Written tasks:
A: Print the stretch of the kindergarten report from "Parents Abandon Son, 4, at" through "local Chinese media.", word for word.
B: Pick up the kindergarten report after its final sentence and write what follows.
Start of Source extract
Parents Abandon Son, 4, at Zhejiang Kindergarten
A 4-year-old boy has been left stranded at a kindergarten in eastern China for one week after the breakdown of his parents’ marriage, reports local Chinese media.
According to the Qianjiang Evening News, the boy’s father dropped him off on May 16 and has not yet returned to claim him. On the first day, neither the mother nor the father could be contacted. On the third day, local police managed to reach both parents, although neither agreed to take their son home. The boy’s mother said she was afraid to return for fear of violence from her husband, while the father, who had by then returned to his hometown in Guizhou, in southwestern China, said he would not look after the child without help from his wife.
The young boy is enrolled in a kindergarten in Yueqing, Zhejiang province, although his parents are originally from Guizhou, around 2,000 kilometers away. While teachers knew of his parents’ recent separation, they were nonetheless shocked when neither came to pick up their son, according to the report.
“The boy was absent from school from time to time, for two days or a week. His father would occasionally take him to look for his mother,” said the director of the kindergarten, a woman surnamed Zhao, who has taken the boy into her care. “Most of the time, the child stays silent, trying not to show emotion.”
End of Source extract
Start of Raw data
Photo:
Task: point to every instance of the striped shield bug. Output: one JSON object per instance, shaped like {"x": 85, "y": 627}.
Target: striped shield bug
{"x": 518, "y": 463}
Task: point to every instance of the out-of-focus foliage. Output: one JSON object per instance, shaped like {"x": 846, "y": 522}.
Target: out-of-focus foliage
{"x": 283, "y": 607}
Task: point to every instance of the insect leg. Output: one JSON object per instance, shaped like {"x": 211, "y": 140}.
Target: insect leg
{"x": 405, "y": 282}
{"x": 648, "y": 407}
End of Raw data
Solved tasks:
A:
Parents Abandon Son, 4, at Zhejiang Kindergarten
A 4-year-old boy has been left stranded at a kindergarten in eastern China for one week after the breakdown of his parents’ marriage, reports local Chinese media.

B:
Beijing-based social worker Li Zikun thinks this situation could prove “devastating” to a child of 4 years, whose whole world is centered on his parents. “A kid below the age of 6 has no social network beyond their parents. If they completely disappear from their world, the trauma could stay with them for the rest of their life,” said Li, who offers psychological support to orphans and minors in adverse circumstances.
Li highlights that China has no dedicated facilities to help abandoned children whose parents are alive. According to China’s criminal law, people who abandon a child, an elderly person, or a sick person with no ability to survive independently can be punished with a five-year maximum sentence. However, Li suggested that parents are seldom punished for abandoning offspring, with police instead issuing verbal warnings that bear no legal consequences.
A 2013 report on child welfare in China revealed that around 100,000 children are abandoned every year; most are female infants or children born with disabilities. Cases of toddlers being abandoned are uncommon in China, but they do happen. In September 2014, a 4-year-old boy was left at Kang’an Center Kindergarten in Harbin, in northeastern China’s Heilongjiang Province.
Speaking to Sixth Tone, Lü Xiaoqiu, who runs the kindergarten in Harbin, recalled that after the child’s mother left him there, it was more than a month before the boy’s grandfather agreed to take him home. “The psychological damage that has been done to the child will only diminish if he returns to a healthy family environment and receives plenty of love and care from both parents,” Lü told Sixth Tone. Sadly, for this boy, his parents were not married, and the father refused to acknowledge the child’s existence.
The Yueqing kindergarten in Zhejiang is still waiting for updates from the local police. Although the parents promised that they would come back to pick up their son a couple of days ago, they have failed to return.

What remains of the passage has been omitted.